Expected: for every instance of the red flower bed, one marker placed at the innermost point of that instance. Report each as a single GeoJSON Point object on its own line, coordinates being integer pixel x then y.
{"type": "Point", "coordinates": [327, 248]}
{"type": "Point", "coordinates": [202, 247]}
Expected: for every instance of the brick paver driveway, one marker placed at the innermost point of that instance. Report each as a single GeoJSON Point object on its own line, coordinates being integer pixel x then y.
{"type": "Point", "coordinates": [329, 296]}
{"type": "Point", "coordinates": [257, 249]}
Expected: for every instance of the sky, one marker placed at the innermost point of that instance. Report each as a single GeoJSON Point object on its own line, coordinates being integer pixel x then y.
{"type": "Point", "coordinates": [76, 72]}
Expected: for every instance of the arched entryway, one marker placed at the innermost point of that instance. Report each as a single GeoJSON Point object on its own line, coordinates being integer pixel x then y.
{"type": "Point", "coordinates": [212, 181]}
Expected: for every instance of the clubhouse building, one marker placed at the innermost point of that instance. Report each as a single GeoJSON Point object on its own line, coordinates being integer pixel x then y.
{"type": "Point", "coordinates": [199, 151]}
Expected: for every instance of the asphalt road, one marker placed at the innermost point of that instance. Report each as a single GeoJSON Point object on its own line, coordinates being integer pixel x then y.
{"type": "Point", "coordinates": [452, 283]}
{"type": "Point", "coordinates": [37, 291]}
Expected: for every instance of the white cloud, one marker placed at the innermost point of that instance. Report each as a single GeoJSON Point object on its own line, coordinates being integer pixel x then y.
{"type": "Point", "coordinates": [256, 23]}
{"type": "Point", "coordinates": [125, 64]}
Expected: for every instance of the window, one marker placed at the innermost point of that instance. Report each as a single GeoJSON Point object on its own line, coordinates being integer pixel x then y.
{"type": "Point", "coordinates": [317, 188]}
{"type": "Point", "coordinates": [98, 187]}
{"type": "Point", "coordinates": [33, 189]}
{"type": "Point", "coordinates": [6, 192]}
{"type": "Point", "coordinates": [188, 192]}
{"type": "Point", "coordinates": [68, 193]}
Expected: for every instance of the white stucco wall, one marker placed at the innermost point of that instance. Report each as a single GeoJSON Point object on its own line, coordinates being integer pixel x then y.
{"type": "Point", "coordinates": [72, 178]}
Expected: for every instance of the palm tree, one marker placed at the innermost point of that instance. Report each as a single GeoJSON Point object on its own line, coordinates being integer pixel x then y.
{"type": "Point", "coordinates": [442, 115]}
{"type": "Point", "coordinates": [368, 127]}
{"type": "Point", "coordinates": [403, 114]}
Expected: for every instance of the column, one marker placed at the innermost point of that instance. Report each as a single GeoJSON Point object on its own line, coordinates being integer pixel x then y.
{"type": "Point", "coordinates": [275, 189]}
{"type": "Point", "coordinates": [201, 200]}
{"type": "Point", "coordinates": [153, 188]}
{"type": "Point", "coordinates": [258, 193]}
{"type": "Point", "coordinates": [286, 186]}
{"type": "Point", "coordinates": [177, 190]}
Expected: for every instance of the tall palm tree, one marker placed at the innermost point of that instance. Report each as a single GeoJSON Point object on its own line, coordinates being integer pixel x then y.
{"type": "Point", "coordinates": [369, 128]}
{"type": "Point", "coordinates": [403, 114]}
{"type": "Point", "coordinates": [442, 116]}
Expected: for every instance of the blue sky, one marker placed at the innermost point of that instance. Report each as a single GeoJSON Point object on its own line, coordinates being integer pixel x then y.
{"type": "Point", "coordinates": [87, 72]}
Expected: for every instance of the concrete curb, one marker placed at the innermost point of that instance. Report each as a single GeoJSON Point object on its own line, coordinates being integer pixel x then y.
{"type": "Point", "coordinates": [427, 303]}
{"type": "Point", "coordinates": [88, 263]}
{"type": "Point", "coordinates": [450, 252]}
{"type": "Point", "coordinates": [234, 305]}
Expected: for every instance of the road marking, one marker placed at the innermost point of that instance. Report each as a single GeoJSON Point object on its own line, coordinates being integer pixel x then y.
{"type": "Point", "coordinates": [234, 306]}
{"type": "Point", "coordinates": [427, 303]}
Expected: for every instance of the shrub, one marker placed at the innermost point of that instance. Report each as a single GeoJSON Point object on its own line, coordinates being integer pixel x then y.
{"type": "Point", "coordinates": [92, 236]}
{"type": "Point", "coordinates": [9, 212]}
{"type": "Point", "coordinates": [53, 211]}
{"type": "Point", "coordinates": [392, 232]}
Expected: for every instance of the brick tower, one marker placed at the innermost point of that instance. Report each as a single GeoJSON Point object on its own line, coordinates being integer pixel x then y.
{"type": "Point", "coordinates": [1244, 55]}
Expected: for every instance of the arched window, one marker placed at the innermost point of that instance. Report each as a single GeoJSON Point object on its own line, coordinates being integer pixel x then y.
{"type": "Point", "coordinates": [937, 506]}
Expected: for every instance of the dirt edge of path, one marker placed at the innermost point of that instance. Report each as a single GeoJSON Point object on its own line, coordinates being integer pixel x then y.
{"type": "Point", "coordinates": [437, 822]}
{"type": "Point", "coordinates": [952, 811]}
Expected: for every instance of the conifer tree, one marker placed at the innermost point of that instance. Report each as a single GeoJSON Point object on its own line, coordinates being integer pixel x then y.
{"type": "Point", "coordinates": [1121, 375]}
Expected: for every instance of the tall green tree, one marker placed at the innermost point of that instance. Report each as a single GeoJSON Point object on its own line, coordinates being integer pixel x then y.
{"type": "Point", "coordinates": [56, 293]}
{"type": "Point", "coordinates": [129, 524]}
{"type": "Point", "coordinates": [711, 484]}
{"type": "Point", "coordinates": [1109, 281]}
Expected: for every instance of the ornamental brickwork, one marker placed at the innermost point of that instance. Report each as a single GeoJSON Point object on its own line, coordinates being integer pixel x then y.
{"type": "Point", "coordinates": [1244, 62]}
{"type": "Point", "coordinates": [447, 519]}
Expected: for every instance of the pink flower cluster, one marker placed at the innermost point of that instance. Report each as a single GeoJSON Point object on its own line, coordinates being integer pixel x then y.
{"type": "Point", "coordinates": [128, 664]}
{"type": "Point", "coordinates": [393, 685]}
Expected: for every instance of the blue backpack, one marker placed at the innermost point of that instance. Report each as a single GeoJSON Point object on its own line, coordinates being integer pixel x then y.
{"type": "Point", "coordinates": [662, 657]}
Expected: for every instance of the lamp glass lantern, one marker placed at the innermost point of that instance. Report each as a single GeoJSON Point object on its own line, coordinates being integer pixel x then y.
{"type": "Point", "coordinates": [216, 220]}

#####

### What you have to do
Each line from the one holding "Expected: for every instance of the tall green" through the last line of the data is to be transcribed exactly, with nothing else added.

### Completed task
Expected: for every instance of the tall green tree, one marker placed at the innermost point of that instance. Report each as a single GeoJSON Point object on its own line, coordinates being integer pixel x then y.
{"type": "Point", "coordinates": [56, 293]}
{"type": "Point", "coordinates": [129, 524]}
{"type": "Point", "coordinates": [711, 484]}
{"type": "Point", "coordinates": [1109, 281]}
Expected: for every instance of the ornamental brickwork, one marker placed at the innermost point of that instance. Report each as a single GeoJSON Point object on its own line, coordinates being integer pixel x then y.
{"type": "Point", "coordinates": [1244, 62]}
{"type": "Point", "coordinates": [447, 519]}
Expected: for every instance of the pink flower cluster, one marker placed at the innermost point of that instance. Report each as a single GeoJSON Point object on its own line, coordinates being integer pixel x then y.
{"type": "Point", "coordinates": [128, 664]}
{"type": "Point", "coordinates": [393, 685]}
Expected: for every instance of the blue backpack, one marker placed at the innermost point of that instance. Report each as a single GeoJSON Point object on its own line, coordinates being integer pixel x then y.
{"type": "Point", "coordinates": [662, 657]}
Expected: for every instance of the lamp glass lantern, one marker placed at the innermost point of that instance. Report each as a single GeoJSON Point object on its own line, coordinates being integer pixel x then y.
{"type": "Point", "coordinates": [216, 220]}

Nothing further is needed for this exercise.